読解文 ::
>>>
今まで「犬っこまつり」でしか秋田県湯沢市に来た事がなかったのですが、今回初めてそうでない時期の湯沢に訪れる事が出来て良かったです。

今回の湯沢旅は、雑誌「レタスクラブ」2014年10月10日発売号(10月25日号)の「秋田県南グルメ&紅葉さんぽ」をガイドブックにしながら回りました。




秋田犬さくらちゃんが、秋田県南のみどころやグルメスポットを案内してくれるんです。


さて、そもそもなんでこんなタイトルでレポを書いてたか?
実は私、旅の前に湯沢市役所の「まるごと売る課」という所にメールを送っていました。
こんな名前の課がある事自体、地元じゃない人はビックリするでしょうね(^^;)

「まるごと売る」側がいるなら、「まるごと買う」側があってもいいんじゃないか?そう思って、このタイトルにしました。




稲庭うどんを我が家で。稲庭うどん、しいたけ、なめこ、じゅんさい、カブの葉。まるごと秋田で買ったものばかり。


メールにて、幾つかの質問をさせて頂きました。内容は以下の通り。
<<<
[物体位置アノテーションデータ]
>>>
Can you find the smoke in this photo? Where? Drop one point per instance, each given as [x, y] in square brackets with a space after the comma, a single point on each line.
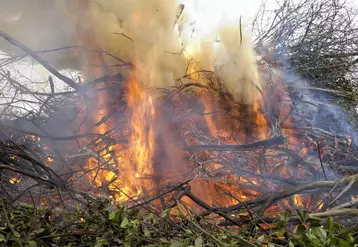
[141, 32]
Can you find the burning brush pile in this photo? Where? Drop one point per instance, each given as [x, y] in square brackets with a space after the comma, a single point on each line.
[208, 146]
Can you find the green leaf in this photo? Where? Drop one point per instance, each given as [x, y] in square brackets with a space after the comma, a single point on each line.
[146, 232]
[32, 244]
[260, 239]
[319, 232]
[199, 242]
[330, 224]
[38, 231]
[287, 214]
[301, 229]
[112, 215]
[344, 243]
[346, 231]
[124, 222]
[176, 244]
[2, 238]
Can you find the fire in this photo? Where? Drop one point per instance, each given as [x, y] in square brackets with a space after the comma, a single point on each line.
[142, 136]
[233, 112]
[14, 180]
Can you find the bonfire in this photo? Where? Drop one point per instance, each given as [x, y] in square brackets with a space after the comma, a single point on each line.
[179, 138]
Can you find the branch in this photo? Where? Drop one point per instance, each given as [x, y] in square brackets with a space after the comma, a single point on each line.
[39, 59]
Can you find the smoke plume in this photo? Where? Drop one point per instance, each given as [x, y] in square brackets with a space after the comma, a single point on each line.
[141, 32]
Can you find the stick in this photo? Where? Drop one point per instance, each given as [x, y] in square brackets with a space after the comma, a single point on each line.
[39, 59]
[280, 140]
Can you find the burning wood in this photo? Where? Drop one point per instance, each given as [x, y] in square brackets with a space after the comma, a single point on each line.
[227, 141]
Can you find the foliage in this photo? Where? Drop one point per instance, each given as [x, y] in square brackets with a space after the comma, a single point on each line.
[102, 224]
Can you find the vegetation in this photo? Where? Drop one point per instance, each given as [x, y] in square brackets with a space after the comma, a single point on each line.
[102, 224]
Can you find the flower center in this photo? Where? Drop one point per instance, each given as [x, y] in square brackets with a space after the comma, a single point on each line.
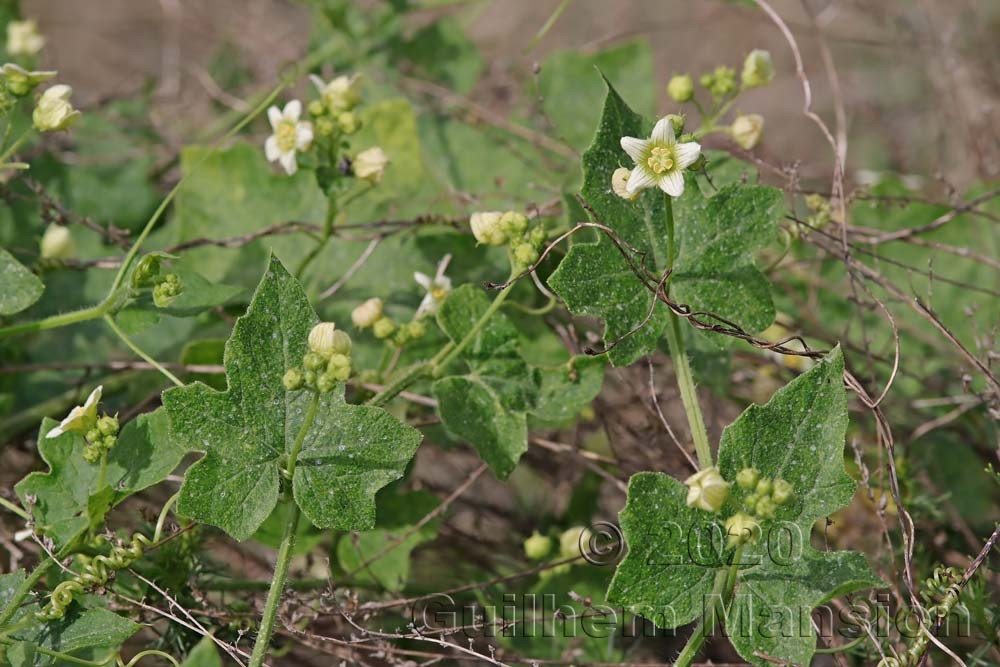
[660, 160]
[286, 136]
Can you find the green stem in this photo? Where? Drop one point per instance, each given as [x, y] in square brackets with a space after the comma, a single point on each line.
[56, 321]
[277, 589]
[138, 350]
[722, 593]
[682, 367]
[13, 508]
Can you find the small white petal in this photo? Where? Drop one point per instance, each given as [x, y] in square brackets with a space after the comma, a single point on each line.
[293, 110]
[686, 154]
[673, 183]
[640, 179]
[303, 135]
[423, 279]
[663, 132]
[288, 162]
[274, 116]
[271, 150]
[636, 148]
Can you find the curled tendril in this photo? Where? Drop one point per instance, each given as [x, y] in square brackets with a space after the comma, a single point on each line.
[96, 573]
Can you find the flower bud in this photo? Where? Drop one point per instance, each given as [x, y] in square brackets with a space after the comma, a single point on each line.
[383, 328]
[574, 542]
[782, 492]
[57, 243]
[747, 478]
[747, 130]
[323, 339]
[619, 184]
[107, 425]
[514, 223]
[537, 546]
[758, 70]
[707, 490]
[20, 81]
[486, 227]
[54, 111]
[742, 528]
[367, 314]
[681, 88]
[370, 164]
[293, 379]
[349, 122]
[23, 38]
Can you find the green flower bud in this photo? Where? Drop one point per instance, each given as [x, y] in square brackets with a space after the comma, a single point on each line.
[108, 425]
[367, 314]
[323, 340]
[707, 490]
[514, 223]
[91, 454]
[747, 478]
[349, 122]
[316, 108]
[782, 492]
[57, 243]
[312, 361]
[741, 529]
[574, 541]
[681, 88]
[293, 379]
[537, 546]
[758, 70]
[384, 327]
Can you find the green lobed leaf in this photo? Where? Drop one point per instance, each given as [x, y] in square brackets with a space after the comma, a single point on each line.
[487, 406]
[675, 551]
[66, 498]
[348, 453]
[716, 240]
[21, 287]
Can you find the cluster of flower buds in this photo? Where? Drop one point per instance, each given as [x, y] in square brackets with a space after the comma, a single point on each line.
[326, 364]
[101, 433]
[165, 287]
[512, 229]
[764, 495]
[334, 112]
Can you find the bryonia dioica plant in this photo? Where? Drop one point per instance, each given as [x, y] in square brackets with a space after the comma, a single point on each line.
[416, 307]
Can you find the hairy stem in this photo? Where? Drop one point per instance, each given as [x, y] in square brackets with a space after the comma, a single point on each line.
[682, 367]
[138, 350]
[277, 589]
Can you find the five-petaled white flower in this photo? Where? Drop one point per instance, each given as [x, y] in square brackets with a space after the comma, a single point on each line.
[80, 419]
[437, 288]
[291, 135]
[660, 160]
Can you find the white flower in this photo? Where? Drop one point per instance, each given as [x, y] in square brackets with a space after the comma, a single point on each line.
[54, 110]
[707, 490]
[291, 135]
[659, 160]
[20, 81]
[486, 227]
[57, 243]
[370, 164]
[437, 288]
[80, 419]
[340, 94]
[23, 38]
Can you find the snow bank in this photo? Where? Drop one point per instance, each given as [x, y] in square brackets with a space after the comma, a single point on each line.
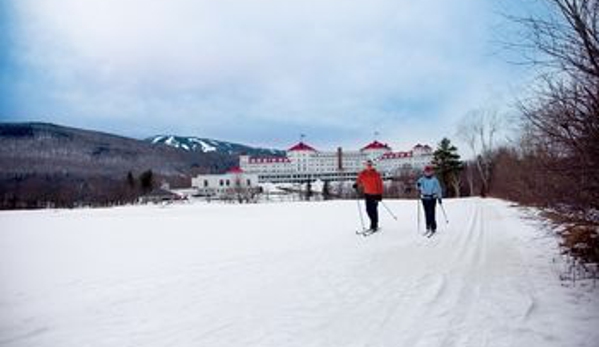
[289, 274]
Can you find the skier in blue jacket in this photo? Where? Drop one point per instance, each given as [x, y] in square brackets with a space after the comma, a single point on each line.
[430, 193]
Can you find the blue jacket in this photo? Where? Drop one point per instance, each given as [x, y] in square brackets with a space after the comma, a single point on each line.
[429, 187]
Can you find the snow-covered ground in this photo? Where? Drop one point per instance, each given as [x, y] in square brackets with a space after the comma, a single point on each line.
[288, 274]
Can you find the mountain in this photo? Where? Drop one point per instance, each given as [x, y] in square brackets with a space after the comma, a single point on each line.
[203, 145]
[45, 164]
[47, 148]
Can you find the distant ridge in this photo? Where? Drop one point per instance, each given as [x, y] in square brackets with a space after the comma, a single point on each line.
[204, 145]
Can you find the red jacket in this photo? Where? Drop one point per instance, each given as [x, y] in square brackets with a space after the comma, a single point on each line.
[371, 182]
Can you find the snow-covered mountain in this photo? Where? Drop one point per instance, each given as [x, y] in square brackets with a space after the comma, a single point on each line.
[196, 144]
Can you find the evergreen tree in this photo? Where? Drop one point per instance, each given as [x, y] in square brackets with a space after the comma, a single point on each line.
[146, 180]
[130, 180]
[326, 191]
[448, 166]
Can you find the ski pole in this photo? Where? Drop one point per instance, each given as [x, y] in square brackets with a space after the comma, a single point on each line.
[388, 210]
[444, 214]
[360, 213]
[418, 207]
<<<
課題 ::
上の湯沢旅の本文について、次の問いに答えよ。
(a) 今回の湯沢旅でガイドブックとして使われた雑誌の名称は何か。
(b) 旅の前にメールを送った先は、湯沢市役所のどの課か。
(c) 秋田県南のみどころやグルメスポットを案内する存在は何か。

正解 ::
(a) 「レタスクラブ」(2014年10月10日発売号、10月25日号)
(b) 「まるごと売る課」
(c) 秋田犬さくらちゃん